Selected text
☆ ☆ ☆ ☆ ☆

Monday 15 August 2011

I owe it all the crime… Celia Rees

My writing career, that is.
I began by writing crime fiction and the genre that is still close to me heart. Thrillers are still my favourite kinds of books. Exciting, page turning and the best are as well written as anything else you’ll find on the shelves.

I first started writing when I was an English teacher, interested in my students’ reading, and this decided my audience. At the time (in the 1980s) among the few authors who wrote specifically for teenagers, certain names stood out. 

American writers: Robert Cormier, Lois Duncan (who wrote I Know What You Did Last Summer) and Patricia Windsor; Alan Garner and Aiden Chambers in Britain were writing books that read like adult novels but with teenagers at the centre of the action. 

Many (although not all) of these books were thriller and most of them American. My students loved them, but they wanted to know why there were so few written about British teenagers. People like them. They had a point and that was when I thought that I might have a go (as you do).

☆ ☆ ☆ ☆ ☆

Task directions
Reproduce the passage of the crime fiction post starting with "Monday 15 August" and going on through "names stood out.".

Material
☆ ☆ ☆ ☆ ☆

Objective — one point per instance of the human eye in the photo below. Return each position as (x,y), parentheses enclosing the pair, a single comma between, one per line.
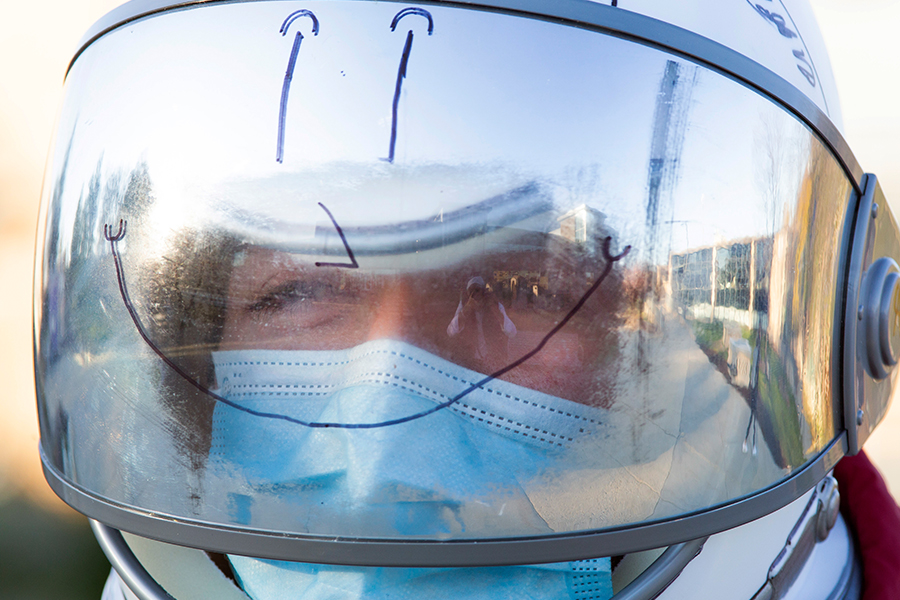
(290,295)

☆ ☆ ☆ ☆ ☆

In response
Monday 15 August 2011

I owe it all the crime… Celia Rees

My writing career, that is.
I began by writing crime fiction and the genre that is still close to me heart. Thrillers are still my favourite kinds of books. Exciting, page turning and the best are as well written as anything else you’ll find on the shelves.

I first started writing when I was an English teacher, interested in my students’ reading, and this decided my audience. At the time (in the 1980s) among the few authors who wrote specifically for teenagers, certain names stood out.